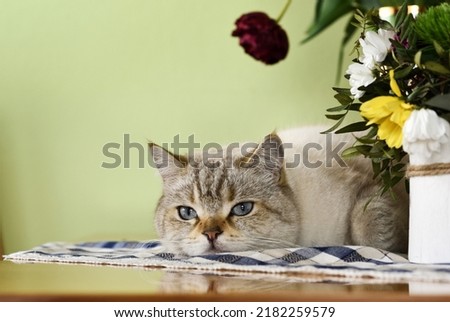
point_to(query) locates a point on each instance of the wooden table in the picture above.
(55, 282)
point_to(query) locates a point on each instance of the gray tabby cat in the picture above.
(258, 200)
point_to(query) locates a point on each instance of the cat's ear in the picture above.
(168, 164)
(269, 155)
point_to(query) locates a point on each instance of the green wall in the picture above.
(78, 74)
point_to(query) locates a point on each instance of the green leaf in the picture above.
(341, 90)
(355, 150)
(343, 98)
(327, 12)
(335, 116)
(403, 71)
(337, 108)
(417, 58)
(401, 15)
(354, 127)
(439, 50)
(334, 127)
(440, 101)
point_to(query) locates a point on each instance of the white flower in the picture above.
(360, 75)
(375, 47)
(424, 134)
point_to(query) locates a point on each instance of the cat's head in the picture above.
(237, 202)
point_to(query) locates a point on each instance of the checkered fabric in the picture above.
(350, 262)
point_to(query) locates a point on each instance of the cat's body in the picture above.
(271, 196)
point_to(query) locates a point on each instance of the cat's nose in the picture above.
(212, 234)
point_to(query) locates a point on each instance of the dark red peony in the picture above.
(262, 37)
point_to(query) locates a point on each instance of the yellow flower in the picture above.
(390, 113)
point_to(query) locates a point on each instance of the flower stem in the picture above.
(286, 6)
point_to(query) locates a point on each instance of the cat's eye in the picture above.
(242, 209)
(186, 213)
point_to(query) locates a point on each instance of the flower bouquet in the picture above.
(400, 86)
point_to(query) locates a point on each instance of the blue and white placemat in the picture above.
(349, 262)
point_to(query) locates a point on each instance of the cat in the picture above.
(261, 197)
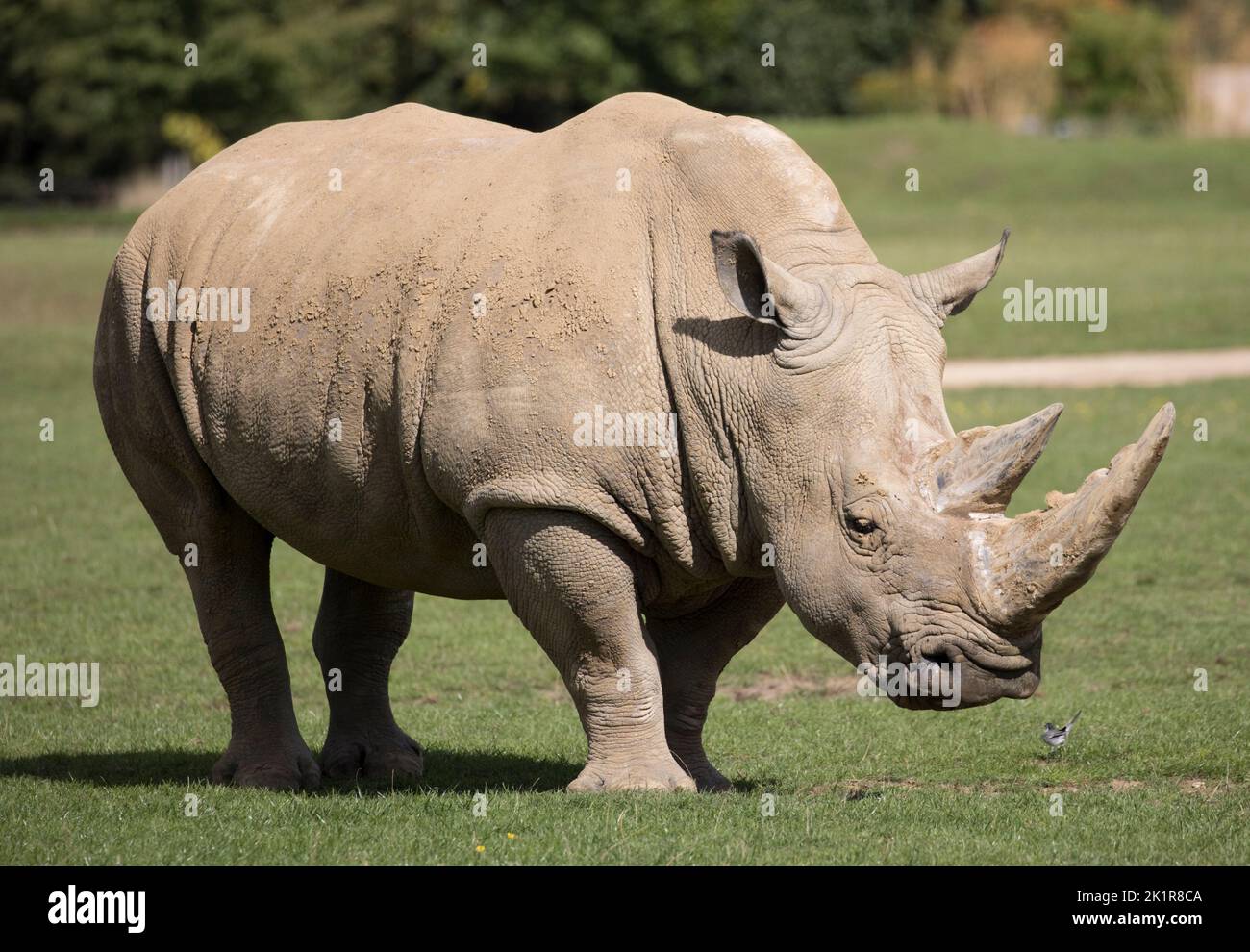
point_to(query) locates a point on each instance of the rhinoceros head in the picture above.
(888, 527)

========

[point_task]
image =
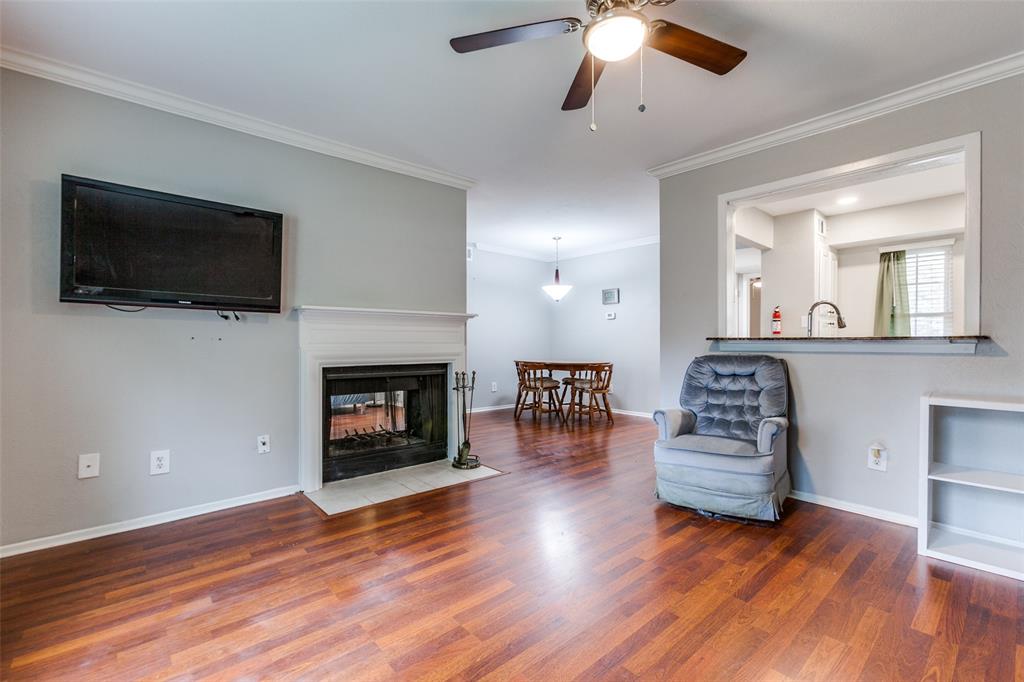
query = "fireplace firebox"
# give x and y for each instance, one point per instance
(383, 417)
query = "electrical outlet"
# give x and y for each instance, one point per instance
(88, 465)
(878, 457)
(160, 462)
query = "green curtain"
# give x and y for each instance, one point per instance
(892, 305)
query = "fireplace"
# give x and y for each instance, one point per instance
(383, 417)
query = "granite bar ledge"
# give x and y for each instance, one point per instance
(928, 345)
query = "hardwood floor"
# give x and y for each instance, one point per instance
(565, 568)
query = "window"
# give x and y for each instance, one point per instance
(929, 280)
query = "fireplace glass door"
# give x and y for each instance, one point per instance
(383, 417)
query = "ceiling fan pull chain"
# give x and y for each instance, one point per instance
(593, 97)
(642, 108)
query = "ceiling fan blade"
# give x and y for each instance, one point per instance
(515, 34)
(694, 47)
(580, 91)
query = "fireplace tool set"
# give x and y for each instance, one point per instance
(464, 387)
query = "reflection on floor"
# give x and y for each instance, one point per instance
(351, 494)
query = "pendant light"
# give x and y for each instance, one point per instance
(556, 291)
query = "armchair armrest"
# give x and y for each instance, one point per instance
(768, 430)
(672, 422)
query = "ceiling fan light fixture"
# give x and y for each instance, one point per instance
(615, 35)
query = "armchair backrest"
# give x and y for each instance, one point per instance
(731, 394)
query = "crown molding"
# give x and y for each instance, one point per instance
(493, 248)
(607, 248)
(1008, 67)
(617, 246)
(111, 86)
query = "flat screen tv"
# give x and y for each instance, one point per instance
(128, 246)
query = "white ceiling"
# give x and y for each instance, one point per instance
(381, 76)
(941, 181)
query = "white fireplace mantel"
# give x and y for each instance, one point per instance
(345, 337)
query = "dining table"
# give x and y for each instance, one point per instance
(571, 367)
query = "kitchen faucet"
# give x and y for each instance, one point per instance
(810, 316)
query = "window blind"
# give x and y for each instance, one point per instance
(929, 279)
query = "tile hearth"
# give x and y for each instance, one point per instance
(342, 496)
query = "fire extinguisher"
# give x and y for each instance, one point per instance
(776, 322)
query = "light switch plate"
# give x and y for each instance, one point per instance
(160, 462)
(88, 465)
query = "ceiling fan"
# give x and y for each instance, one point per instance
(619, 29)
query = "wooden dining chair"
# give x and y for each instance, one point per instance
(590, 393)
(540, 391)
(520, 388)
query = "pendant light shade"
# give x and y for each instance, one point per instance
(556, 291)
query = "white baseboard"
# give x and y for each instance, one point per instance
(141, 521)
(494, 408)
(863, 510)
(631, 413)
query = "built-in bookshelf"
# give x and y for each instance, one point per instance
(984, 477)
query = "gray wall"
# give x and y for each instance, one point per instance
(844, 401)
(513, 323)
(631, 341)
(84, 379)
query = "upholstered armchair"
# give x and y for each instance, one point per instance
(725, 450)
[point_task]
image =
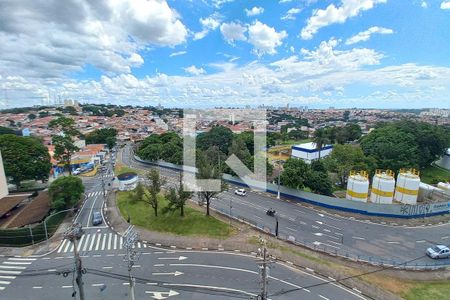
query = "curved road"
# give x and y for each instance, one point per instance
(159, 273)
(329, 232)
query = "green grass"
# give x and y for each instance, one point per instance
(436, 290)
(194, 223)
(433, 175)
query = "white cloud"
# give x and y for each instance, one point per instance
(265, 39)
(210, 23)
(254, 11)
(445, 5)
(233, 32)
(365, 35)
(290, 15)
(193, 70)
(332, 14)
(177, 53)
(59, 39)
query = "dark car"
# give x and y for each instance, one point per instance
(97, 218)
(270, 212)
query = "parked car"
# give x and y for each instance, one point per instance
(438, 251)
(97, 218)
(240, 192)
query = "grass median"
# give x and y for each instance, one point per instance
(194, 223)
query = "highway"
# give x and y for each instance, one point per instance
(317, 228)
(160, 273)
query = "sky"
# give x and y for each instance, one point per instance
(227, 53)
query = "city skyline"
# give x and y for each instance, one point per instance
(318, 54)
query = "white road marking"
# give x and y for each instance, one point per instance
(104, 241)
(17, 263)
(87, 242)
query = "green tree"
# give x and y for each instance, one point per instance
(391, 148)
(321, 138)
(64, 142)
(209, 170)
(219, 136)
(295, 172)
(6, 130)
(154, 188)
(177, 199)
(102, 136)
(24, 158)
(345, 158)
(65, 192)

========

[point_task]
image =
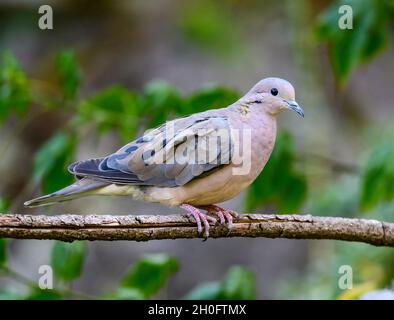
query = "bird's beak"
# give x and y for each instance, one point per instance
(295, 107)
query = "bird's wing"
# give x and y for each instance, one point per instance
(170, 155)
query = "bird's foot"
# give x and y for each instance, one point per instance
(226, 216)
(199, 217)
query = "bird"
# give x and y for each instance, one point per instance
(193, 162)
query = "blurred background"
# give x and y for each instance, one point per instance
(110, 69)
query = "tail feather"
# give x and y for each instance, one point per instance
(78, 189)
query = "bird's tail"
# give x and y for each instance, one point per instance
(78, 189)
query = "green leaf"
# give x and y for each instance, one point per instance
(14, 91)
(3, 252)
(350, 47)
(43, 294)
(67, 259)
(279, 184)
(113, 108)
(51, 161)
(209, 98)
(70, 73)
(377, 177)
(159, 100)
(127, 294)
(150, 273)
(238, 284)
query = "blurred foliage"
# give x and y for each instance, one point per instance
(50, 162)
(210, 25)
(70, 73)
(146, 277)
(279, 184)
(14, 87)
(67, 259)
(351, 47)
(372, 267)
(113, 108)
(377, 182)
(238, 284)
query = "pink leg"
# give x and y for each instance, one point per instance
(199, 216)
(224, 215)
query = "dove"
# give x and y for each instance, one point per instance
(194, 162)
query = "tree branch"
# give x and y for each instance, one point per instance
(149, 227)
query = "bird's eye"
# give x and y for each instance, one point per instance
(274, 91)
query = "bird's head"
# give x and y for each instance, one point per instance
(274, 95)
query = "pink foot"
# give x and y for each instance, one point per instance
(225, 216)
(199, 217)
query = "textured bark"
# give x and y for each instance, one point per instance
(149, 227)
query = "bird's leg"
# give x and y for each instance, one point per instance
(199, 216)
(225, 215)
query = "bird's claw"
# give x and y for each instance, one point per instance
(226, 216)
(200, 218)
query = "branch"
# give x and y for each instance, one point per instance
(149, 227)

========

WHAT IS BEING ASKED » Show, from the records above, every line that includes "blurred".

EXERCISE SOLUTION »
query = "blurred background"
query = "blurred foliage"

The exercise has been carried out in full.